» The task:
Each record is to be printed exactly as given, down to the last mark.

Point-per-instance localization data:
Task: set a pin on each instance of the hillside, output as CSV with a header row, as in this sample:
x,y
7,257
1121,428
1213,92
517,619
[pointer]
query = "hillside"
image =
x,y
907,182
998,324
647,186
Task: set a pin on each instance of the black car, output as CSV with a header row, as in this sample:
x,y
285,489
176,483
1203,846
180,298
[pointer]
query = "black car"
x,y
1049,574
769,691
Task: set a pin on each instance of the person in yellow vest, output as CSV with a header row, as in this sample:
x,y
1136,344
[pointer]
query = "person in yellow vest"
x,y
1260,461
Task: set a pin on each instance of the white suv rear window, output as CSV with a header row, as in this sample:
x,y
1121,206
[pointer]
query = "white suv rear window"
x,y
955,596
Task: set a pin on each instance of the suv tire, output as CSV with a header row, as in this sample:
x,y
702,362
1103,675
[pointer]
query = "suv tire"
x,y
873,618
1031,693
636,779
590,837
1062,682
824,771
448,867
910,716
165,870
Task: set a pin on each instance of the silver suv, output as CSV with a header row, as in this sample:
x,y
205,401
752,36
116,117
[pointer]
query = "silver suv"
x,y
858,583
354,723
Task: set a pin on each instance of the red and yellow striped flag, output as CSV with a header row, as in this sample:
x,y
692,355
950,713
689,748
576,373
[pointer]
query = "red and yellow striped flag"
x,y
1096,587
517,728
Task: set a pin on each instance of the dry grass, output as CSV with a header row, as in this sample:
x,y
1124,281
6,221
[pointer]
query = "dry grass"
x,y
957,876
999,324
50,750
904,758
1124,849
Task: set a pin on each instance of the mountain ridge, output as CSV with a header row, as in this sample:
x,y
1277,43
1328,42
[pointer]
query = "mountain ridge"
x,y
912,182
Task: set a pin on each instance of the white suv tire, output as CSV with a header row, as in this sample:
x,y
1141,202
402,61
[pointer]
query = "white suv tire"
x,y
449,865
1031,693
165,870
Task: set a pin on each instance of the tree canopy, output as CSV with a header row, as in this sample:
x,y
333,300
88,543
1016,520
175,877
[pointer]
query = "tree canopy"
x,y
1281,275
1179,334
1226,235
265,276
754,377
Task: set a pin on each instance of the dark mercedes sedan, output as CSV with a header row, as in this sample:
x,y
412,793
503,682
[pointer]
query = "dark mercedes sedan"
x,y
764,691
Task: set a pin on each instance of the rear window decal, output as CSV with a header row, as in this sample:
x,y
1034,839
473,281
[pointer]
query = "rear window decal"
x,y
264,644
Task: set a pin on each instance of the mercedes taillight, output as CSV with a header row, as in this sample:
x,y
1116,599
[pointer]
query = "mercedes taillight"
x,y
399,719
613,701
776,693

» Your response:
Task: set a pin on each instance of the hillside, output as CSV with a header row, as in this sample:
x,y
7,257
1121,428
1213,92
517,619
[pointer]
query = "hillside"
image =
x,y
907,182
998,324
647,186
Task: set a pin on each instance of the black car, output as CSV with a header row, as in this sample:
x,y
285,489
176,483
1203,846
180,298
[pointer]
query = "black car"
x,y
1049,574
769,691
Task: set a pin on each instance of the person in yellow vest, output as CSV with a header row, as in this sample:
x,y
1136,344
[pointer]
query = "person in yellow vest"
x,y
1260,461
Task: set a pin on each instance of the white suv rear window, output as CSV with a header row, as in this sample:
x,y
1121,206
[pointer]
query = "white suv rear window"
x,y
955,596
Task: set a pin on each instance of the suv tire, output as CSV with a header row, as in this sample:
x,y
702,362
1103,675
[pointer]
query = "suv tire"
x,y
873,618
1031,693
636,779
590,837
1062,682
824,771
448,867
910,716
165,870
Task: set a pin on each instance of the silver suv, output as CSV with a header row, as in this sample:
x,y
205,401
752,36
116,117
[pointer]
query = "silver suv"
x,y
858,583
354,723
Task: set a pin on each instance of the red and yellow striped flag, output as CSV with a header row, as in this sample:
x,y
692,355
950,713
689,748
576,373
[pointer]
query = "red and yellow striped flag"
x,y
1096,587
517,728
Task: set a pin on each instance of the dry grass, output as CSV with a header row, as in this sample:
x,y
1124,281
6,221
[pointer]
query = "dry grass"
x,y
957,876
999,324
50,750
904,758
1124,849
Task: set a pin on each instance of the mountain ridge, output as CSV with a header row, as in this sample:
x,y
1277,43
1328,42
[pointer]
query = "mountain ridge"
x,y
912,182
Task: set a pin on each instance of the white suv tire, output as CSV with a header row, as in this sample:
x,y
1141,202
402,61
[pointer]
query = "white suv tire"
x,y
449,865
1031,693
165,870
Task: set a pin on each instance of the tree canopy, output as CSV with a header row, as in this sample:
x,y
333,300
88,543
1016,520
175,877
[pointer]
query = "tree canopy"
x,y
1281,275
1179,334
1226,235
265,276
754,377
Task: set a pin on each instance of the dark mercedes sedan, output as CSV with a header row, as in this sample:
x,y
412,793
503,682
[pointer]
query = "dark mercedes sedan"
x,y
764,691
Task: set a pin on each instance of the rear window decal, output as CSV with a header row, as in this sample:
x,y
1034,839
473,281
[pointer]
query = "rear window decal"
x,y
264,644
Task: set a pin on each instance of the mercedes taillight, output as CSV with a header row, as in this sample:
x,y
1116,599
[pointer]
query = "mercedes taillight"
x,y
399,719
613,701
776,693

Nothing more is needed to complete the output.